### DATA SUPPLIED
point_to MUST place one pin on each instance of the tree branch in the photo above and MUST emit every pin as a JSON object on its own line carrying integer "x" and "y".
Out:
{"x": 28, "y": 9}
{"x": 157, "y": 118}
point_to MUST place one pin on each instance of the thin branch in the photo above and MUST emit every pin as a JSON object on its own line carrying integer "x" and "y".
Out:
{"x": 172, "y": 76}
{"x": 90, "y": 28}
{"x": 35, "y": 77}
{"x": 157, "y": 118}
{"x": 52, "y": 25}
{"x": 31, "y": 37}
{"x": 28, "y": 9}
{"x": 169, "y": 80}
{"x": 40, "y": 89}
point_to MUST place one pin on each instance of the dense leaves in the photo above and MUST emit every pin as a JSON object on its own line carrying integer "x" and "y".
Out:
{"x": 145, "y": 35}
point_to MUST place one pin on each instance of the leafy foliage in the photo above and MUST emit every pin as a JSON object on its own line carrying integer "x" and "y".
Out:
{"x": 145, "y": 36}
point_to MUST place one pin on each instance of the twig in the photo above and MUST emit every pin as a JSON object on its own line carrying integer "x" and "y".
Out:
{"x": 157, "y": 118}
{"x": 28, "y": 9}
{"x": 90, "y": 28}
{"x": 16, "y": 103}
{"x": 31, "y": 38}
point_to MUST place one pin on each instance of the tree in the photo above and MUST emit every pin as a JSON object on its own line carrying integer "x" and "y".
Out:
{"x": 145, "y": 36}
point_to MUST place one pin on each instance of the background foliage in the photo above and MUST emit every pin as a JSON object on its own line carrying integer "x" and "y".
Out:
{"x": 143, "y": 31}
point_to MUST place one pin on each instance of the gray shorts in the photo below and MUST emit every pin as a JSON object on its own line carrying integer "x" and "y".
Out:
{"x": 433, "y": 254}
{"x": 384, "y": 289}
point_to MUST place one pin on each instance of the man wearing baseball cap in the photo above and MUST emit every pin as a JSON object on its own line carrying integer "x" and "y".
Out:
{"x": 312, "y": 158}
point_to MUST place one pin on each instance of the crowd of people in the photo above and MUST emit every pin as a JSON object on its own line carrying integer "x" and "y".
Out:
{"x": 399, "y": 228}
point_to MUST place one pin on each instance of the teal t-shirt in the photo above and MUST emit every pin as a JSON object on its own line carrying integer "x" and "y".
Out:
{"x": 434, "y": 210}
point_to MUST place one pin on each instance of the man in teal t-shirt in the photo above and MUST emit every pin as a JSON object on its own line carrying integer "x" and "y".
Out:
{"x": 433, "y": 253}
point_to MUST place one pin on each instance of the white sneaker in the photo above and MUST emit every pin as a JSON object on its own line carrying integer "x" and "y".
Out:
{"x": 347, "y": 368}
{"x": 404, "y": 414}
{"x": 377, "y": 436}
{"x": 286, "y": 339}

### WRITTEN EXERCISE
Starting with the line containing "point_to MUST place one pin on each instance of the crowd" and going on through the end of the records, write out every line again, requests included. Multiply each x and y coordinate in the answers by 1.15, rounding to whole numbers with halves rounded up.

### FULL RESPONSE
point_to MUST place one pin on each instance of the crowd of people in the photo above and MUST emit every pin as a JSON object on its own line carrying integer "x" and "y".
Out:
{"x": 459, "y": 262}
point_to MUST place one pin on each instance of the teal t-shirt in the photo above and MUST emit every pin as a JSON object on its own line carrying integer "x" and "y".
Out:
{"x": 499, "y": 242}
point_to MUST place one pin on each instance of the man in teal t-shirt in the photo above and MUST emit every pin as a JSON object on its own line carrying integer "x" and "y".
Out:
{"x": 498, "y": 291}
point_to MUST place one pin on each instance of the white sneaker in the photo above and MUST emit every pin as a JSON object on its own line carrying integer "x" and "y".
Out:
{"x": 399, "y": 423}
{"x": 465, "y": 476}
{"x": 434, "y": 501}
{"x": 329, "y": 390}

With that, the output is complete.